Bistro Niko – arrogance personified, which is what I have found at other Buckhead LIfe restaurants over the years. Even though the food is good, I prefer to dine where my business is more appreciated. I miss Brasserie le Coze – FAB is less accessible and more expensive – it feels very corporate to me. Haven’t tried Pied de Cochon, but look forward to doing so after this review.

Puerquito

April 12th, 2010
10:39 am

Bistro Niko is to French cuisine what McDonald’s is to burgers…
I dare you to bring a Parisian to Bistro Niko and not have him/her be confused and disgusted.
Adding insult to injury, the placed is always packed. But I guess since McDonald’s has served more burgers that anyone they must be the best.

LindaK

April 12th, 2010
10:58 am

My husband and nephew (age 11) swear by the escargot at Atmosphere. They sound more like what you had at Au Pied de Cochon.

Madge

April 12th, 2010
11:05 am

I’ll second the quiche at Au Pied de Cochon; it was tasty and the side salad was a nice counterpoint. However, the prices are steep and the restaurant was practically empty on a recent Friday during the “lunch rush.” My favorite French place remains Atmosphere, where you can have excellent food, wine, and service at a fraction of the prices at Au Pied.

### Supplied data:
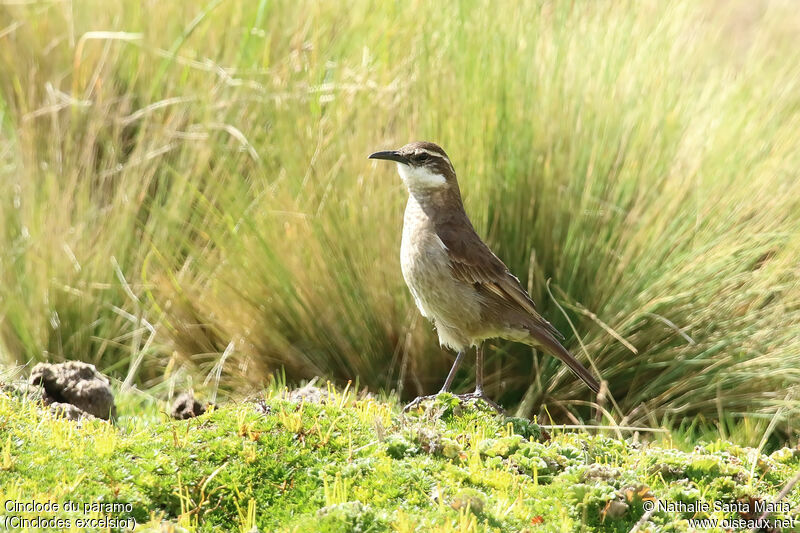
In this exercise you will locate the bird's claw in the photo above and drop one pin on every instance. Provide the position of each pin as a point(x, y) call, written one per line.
point(480, 395)
point(477, 395)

### Parts of the exercise:
• A. In the restaurant comments, which dish at Au Pied de Cochon does Madge second?
• B. Write the next part of the French restaurant comments, picking up after Madge's post.

### Written answers:
• A. The quiche.

• B.
Jenny

April 12th, 2010
11:39 am

I’m not sure why all the Buckhead Life-bashing… I love Bistro Niko (and many of their other restaurants). The servers there have always been friendly, knowledgeable and attentive and the food, overall, terrific. I have been to Paris and have many friends who frequent there… and all of them say that Bistro Niko is their favorite French restaurant in Atlanta. People seem to be irritated that a LOCAL business man (Pano, of BLRG) is actually doing well. It would seem a success story that should be celebrated instead of picked apart.

Ron Seidner

April 12th, 2010
12:29 pm

I couldn’t disagree more with the author of this article. I question if he has ever been to the original Au Pied de Cochon In Les Halles, Paris. The Atlanta version is much like McDonalds. Although I have been to Bistro Niko; I definitely will return. Great “French” food and super service! I was a resident in Paris for a number of years and do have a reference.

BPJ

April 12th, 2010
12:36 pm

All three are quite good (and my wife, a Paris native, agrees). When we went to Bistro Niko on a Sunday afternoon, it was not crowded, by the way. At FAB, my favorites are still the white bean soup and the skate in brown butter sauce. As for Au Pied de Cochon, I’m glad to see it get some attention; too many Atlantans seem to regard hotel restaurants as just places for the hotel guests.
We love Atmosphere, too – it’s more of a bistro.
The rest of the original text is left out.